Rows from a dataset
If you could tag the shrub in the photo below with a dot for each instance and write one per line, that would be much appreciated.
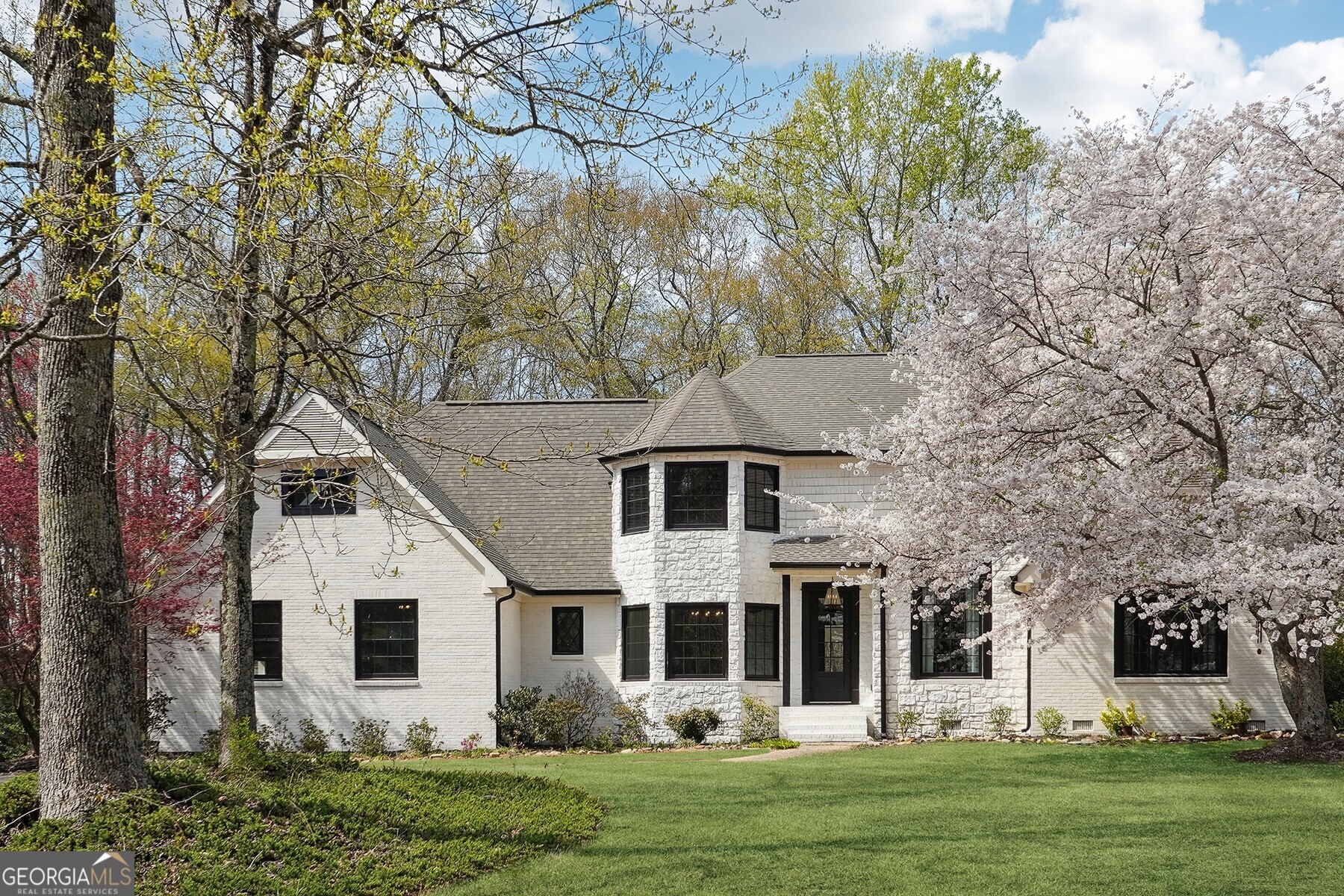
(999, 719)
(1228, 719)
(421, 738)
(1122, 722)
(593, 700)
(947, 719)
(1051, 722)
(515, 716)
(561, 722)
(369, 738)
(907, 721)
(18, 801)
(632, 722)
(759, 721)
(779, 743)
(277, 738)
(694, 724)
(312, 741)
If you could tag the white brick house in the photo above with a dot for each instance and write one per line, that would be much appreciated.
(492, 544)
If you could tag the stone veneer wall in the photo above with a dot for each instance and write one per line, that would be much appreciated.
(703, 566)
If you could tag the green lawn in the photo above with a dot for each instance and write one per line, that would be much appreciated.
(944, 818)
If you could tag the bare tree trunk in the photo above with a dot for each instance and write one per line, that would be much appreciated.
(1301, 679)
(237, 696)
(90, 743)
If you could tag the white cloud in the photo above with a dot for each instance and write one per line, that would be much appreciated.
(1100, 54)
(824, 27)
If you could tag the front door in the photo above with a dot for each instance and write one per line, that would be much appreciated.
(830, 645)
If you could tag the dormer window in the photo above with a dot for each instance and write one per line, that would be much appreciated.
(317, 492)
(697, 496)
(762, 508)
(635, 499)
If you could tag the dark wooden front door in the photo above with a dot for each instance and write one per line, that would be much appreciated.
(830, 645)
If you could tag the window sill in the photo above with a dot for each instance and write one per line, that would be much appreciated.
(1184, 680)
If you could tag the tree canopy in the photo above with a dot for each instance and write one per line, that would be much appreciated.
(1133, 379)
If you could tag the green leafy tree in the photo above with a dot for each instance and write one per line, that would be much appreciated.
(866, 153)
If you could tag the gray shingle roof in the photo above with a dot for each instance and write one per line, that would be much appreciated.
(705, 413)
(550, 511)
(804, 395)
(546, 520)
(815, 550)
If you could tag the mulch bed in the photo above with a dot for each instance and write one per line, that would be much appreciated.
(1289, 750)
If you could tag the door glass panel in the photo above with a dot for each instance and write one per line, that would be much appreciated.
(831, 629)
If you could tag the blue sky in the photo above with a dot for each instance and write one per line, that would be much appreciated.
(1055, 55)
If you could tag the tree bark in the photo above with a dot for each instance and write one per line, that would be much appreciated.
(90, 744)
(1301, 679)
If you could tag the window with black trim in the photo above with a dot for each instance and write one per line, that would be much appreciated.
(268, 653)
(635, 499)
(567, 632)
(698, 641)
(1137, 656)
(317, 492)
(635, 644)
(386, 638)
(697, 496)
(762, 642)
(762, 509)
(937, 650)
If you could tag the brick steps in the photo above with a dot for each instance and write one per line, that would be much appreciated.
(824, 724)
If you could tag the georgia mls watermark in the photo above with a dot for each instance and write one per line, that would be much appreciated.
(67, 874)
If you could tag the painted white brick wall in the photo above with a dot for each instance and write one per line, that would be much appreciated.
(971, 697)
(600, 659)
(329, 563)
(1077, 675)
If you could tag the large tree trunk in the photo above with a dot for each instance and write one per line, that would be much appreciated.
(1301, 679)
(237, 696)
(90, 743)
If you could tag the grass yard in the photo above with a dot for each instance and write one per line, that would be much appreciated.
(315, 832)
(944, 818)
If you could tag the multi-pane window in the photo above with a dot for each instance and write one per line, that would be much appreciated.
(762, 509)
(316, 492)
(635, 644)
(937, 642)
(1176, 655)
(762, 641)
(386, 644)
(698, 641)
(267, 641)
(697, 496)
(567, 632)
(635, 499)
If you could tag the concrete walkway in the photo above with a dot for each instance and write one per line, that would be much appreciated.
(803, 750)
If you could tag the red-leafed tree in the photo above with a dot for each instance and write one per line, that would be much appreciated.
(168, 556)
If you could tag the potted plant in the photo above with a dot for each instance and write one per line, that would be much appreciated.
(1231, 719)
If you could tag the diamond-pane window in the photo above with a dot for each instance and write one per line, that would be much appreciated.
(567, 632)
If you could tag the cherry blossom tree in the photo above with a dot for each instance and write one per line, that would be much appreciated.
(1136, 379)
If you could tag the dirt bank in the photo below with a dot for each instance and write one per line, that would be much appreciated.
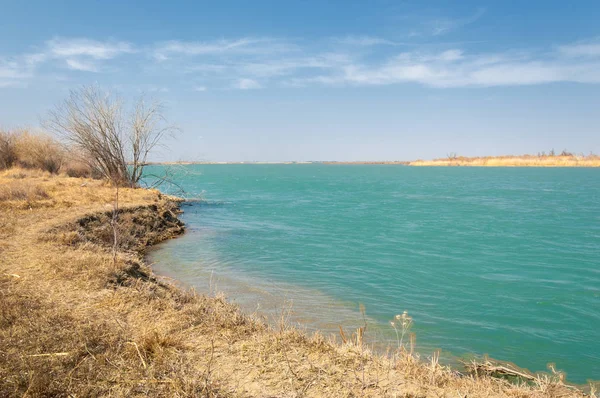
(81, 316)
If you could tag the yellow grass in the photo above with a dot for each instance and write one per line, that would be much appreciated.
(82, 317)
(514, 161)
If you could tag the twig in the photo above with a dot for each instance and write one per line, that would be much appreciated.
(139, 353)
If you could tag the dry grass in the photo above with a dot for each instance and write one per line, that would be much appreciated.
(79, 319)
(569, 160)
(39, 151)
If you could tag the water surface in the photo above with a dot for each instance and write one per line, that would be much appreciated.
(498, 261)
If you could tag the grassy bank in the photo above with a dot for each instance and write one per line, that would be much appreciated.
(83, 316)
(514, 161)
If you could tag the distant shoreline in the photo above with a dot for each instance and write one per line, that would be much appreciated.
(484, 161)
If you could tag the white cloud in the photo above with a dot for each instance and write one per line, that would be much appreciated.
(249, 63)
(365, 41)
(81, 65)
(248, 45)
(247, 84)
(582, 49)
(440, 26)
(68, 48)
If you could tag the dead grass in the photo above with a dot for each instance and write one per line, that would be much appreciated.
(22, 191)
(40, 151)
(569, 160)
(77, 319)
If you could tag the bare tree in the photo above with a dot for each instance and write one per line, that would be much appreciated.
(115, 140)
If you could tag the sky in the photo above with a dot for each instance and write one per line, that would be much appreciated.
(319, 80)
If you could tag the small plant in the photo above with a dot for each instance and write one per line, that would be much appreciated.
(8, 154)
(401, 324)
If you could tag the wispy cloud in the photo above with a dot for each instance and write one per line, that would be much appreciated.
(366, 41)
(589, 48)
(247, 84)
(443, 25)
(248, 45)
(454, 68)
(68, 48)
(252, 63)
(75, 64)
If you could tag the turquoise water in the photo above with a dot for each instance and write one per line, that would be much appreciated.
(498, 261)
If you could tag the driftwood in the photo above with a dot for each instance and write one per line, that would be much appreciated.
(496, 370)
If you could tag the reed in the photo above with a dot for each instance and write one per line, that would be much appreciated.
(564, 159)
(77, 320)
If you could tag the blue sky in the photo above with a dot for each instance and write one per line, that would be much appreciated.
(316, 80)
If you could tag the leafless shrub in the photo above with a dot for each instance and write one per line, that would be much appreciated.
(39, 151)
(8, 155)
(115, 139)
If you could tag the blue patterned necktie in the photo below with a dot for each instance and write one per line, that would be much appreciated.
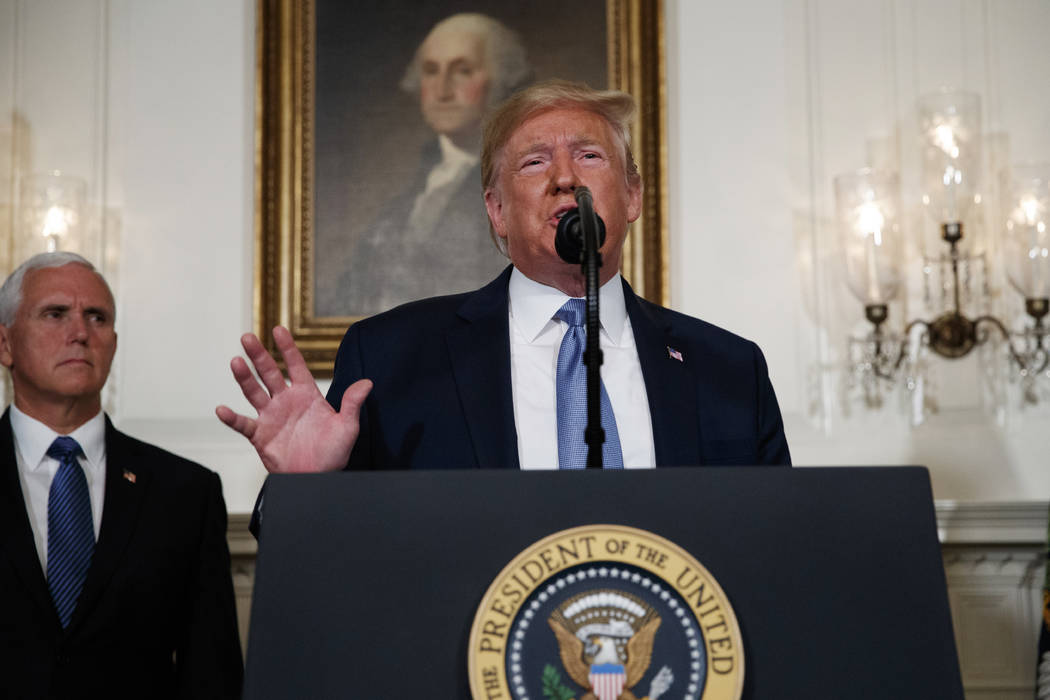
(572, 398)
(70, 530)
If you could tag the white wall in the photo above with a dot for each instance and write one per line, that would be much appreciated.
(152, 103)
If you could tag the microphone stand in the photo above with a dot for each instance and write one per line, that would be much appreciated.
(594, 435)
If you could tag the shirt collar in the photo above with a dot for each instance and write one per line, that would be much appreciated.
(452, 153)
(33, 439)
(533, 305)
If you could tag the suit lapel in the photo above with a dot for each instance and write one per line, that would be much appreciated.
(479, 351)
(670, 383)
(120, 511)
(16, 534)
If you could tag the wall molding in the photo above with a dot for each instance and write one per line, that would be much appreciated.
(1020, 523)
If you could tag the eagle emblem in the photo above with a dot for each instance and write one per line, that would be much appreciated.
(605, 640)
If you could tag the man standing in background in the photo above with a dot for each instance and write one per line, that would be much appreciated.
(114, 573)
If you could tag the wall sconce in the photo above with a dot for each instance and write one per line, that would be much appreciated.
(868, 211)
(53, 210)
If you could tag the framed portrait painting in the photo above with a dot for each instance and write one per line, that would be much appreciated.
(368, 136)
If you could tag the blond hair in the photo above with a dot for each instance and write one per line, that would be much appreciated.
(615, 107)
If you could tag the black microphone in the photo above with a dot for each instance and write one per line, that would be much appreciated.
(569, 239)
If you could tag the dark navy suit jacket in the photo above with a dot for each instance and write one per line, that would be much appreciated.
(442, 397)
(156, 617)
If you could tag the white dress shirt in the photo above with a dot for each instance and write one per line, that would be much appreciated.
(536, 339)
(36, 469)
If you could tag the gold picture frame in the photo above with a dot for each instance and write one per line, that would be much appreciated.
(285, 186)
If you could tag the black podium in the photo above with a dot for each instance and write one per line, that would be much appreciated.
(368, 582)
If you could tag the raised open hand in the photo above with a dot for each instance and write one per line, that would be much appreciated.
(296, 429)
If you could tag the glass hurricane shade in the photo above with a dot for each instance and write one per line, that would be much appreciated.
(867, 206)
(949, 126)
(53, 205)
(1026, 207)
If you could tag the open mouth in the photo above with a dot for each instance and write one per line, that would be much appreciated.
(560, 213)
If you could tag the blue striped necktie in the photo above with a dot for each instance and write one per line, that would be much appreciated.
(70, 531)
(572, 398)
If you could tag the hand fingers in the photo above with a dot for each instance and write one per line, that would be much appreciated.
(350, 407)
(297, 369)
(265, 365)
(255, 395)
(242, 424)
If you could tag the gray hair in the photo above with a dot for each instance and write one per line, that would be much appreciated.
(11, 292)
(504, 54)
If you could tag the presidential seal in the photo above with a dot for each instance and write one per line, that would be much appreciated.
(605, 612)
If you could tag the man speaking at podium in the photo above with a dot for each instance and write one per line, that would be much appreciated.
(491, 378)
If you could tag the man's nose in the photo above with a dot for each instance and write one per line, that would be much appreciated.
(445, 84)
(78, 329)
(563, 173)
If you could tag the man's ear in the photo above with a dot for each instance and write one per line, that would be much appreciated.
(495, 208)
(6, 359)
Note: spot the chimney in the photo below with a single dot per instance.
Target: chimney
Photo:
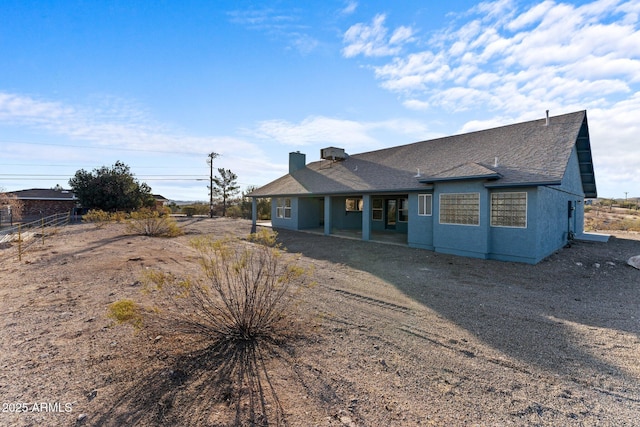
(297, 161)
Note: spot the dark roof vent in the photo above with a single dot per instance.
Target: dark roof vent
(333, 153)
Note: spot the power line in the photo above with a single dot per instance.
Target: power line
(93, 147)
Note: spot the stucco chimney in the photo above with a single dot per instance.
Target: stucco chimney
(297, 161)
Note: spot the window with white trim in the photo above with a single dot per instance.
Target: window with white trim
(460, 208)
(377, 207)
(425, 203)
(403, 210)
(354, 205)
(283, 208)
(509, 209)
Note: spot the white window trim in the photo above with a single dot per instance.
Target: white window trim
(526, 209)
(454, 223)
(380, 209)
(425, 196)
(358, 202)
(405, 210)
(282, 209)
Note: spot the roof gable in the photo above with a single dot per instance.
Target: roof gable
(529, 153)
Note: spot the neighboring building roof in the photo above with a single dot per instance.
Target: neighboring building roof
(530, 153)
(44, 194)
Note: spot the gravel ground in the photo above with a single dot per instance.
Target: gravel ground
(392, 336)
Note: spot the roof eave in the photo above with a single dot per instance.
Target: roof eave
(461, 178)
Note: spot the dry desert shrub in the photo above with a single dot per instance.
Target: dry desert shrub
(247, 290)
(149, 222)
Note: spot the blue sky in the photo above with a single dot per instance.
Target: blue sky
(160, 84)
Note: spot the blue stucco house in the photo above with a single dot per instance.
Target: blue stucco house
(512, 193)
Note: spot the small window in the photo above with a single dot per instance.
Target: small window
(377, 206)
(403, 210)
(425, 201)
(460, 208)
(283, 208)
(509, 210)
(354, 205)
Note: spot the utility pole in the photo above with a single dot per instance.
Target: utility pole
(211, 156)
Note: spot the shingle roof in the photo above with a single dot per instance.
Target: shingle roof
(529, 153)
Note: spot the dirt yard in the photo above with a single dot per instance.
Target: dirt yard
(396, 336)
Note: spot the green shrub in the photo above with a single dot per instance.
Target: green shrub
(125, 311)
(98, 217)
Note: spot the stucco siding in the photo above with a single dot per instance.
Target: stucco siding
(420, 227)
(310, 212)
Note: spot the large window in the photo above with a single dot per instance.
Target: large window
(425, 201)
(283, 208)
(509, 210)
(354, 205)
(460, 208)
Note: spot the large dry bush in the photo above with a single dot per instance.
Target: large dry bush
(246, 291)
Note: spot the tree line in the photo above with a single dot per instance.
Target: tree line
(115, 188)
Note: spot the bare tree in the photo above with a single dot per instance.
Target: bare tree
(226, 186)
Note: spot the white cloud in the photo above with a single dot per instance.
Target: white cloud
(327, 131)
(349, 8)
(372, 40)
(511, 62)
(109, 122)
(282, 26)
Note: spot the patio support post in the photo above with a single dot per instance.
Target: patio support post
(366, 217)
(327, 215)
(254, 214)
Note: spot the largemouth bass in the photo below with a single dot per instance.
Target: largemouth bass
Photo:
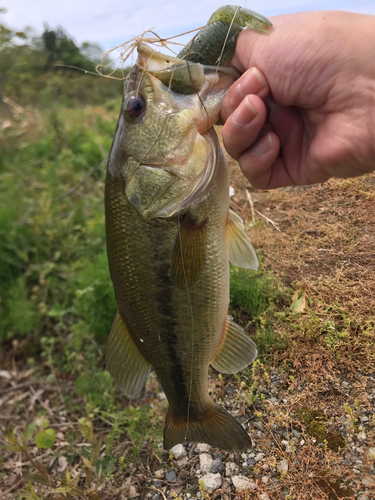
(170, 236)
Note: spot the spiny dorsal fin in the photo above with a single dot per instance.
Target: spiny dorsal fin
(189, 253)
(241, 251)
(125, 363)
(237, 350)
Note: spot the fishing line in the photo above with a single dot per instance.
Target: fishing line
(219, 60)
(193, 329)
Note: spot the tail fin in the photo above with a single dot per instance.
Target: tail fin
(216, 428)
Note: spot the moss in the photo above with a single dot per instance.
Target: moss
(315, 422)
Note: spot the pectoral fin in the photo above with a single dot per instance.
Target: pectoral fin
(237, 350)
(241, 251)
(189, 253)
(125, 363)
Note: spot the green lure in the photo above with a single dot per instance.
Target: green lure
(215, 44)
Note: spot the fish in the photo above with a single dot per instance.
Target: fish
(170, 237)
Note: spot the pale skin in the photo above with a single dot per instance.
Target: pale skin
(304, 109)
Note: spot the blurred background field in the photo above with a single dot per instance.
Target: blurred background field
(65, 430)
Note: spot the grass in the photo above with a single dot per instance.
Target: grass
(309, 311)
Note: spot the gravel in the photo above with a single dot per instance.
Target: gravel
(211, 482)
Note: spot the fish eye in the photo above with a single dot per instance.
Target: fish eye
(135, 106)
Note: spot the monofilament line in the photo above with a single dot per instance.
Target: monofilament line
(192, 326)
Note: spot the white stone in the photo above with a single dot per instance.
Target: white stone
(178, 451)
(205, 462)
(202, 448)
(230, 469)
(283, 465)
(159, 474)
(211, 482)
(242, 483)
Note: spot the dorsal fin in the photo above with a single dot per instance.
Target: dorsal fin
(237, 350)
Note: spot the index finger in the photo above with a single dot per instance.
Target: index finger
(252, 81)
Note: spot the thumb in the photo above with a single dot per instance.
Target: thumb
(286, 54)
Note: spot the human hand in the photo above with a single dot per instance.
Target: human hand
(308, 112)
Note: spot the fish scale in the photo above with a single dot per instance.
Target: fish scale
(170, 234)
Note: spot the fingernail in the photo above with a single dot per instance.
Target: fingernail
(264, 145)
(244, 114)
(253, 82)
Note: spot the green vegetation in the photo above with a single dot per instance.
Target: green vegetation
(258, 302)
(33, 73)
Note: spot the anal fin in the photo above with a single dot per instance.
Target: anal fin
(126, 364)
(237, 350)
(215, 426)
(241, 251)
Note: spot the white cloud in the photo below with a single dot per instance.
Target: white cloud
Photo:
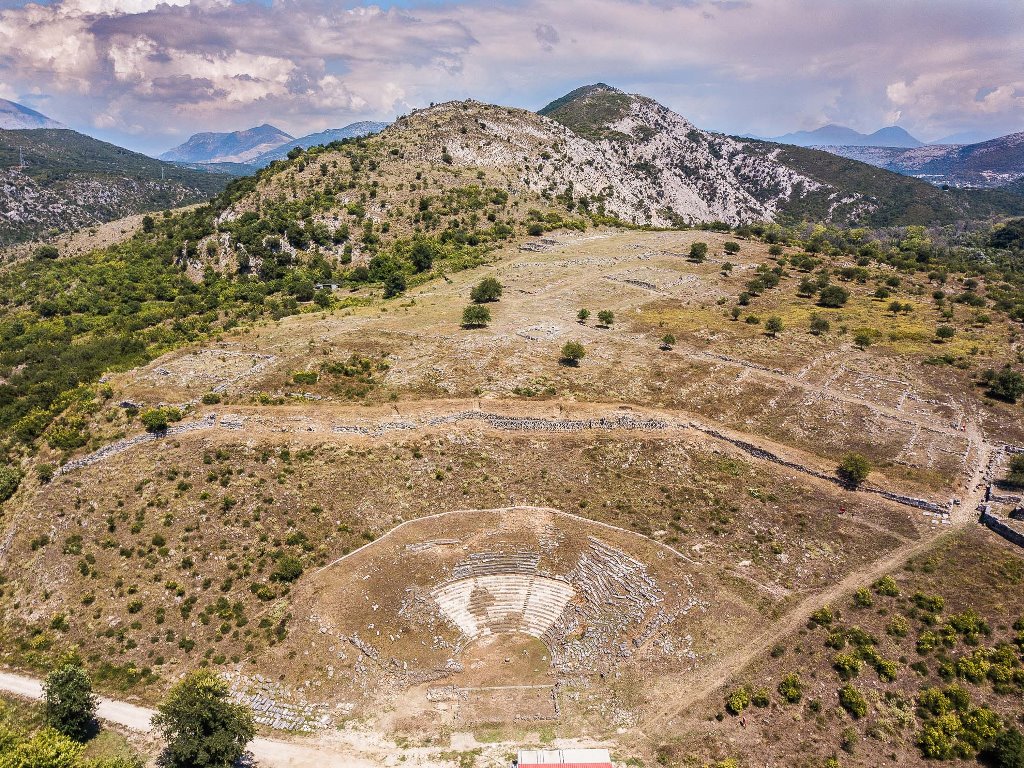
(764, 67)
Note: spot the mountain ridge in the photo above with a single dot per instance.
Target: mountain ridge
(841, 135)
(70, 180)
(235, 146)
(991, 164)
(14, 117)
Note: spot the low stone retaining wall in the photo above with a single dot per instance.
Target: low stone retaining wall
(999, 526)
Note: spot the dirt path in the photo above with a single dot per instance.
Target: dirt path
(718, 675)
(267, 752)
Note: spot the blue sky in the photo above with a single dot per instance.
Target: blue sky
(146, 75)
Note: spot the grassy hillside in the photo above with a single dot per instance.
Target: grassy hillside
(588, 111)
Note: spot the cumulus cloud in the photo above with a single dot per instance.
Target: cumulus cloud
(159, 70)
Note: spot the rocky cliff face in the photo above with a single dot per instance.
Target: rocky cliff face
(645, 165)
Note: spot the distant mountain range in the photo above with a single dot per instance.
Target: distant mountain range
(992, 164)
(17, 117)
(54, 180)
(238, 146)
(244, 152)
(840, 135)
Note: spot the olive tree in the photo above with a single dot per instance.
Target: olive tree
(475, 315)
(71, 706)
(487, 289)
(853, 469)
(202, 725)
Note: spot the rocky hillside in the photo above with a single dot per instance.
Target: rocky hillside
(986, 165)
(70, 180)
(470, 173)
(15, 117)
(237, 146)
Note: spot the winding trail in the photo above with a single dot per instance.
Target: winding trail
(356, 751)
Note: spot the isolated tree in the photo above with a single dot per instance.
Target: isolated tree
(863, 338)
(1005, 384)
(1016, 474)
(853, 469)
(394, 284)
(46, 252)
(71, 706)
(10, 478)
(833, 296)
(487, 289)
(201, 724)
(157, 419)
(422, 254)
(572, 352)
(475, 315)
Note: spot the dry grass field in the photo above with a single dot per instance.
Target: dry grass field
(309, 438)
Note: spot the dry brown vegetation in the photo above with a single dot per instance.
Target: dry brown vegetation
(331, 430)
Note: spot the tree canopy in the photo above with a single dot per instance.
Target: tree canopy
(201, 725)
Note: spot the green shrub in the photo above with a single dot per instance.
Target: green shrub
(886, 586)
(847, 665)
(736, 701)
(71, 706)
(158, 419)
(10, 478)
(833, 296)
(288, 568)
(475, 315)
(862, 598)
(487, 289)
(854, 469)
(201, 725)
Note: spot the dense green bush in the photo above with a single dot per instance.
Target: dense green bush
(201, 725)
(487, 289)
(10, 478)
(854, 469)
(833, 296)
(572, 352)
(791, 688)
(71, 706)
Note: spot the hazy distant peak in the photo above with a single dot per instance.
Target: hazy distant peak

Instruction —
Please turn the material from the line containing "If you could tag the dark wooden" up to and including the line containing "(1077, 675)" into a JSON list of strings, one string per line and blank lines omitted. Include only those lines.

Full solution —
[
  "If you could tag the dark wooden front door in the photo above with a dot for each instance and write one per line, that would be much appreciated.",
  "(830, 645)",
  "If you could tag the window sill in the photo above with a dot for each instance and write one per line, that would be much appreciated.",
  "(1184, 680)",
  "If you could tag the tree canopy in the photo above with a dot for each instance and write one per line, that would be much appreciated.",
  "(1133, 379)",
  "If you could tag the green leafy tree in the photo above with a dot for each instance and write one per line, that would be much appreciated.",
  "(866, 153)",
  "If you could tag the gray shingle roof in the photo above with a dot for each instance and write one per line, that would be much appreciated.",
  "(705, 413)",
  "(550, 511)",
  "(804, 395)",
  "(546, 520)",
  "(815, 550)",
  "If you could tag the mulch bed in the photo above with a dot for each instance and write one per line, that would be much appreciated.",
  "(1289, 750)",
  "If you could tag the door glass panel in the photo above with a dot for each instance and write one per line, that would be much appreciated.",
  "(831, 629)",
  "If you could tag the blue sky in the photo above with a dot for each instance and write one per line, that would be much appreciated.",
  "(1055, 55)",
  "If you could tag the tree bark in the photo above with a dot for each instance and write one per line, that would be much appreciated.",
  "(90, 744)",
  "(1301, 679)",
  "If you could tag the window with black trim in the photo above with a dot for each instance and write one per line, that would be much appreciated.",
  "(268, 653)",
  "(635, 499)",
  "(567, 632)",
  "(698, 641)",
  "(1137, 656)",
  "(317, 492)",
  "(635, 644)",
  "(386, 638)",
  "(697, 496)",
  "(762, 642)",
  "(762, 509)",
  "(937, 650)",
  "If you could tag the brick steps in the photo above with a dot for each instance and write one per line, that would be much appreciated.",
  "(824, 724)",
  "If you could tag the georgia mls watermark in the photo above with a dot for each instance and write one per line, that would be much appreciated.",
  "(67, 874)",
  "If you could tag the painted white brick wall in the photo above with a dot for each instance and write one per line, that would be much appreciated.",
  "(971, 697)",
  "(600, 659)",
  "(329, 563)",
  "(1077, 675)"
]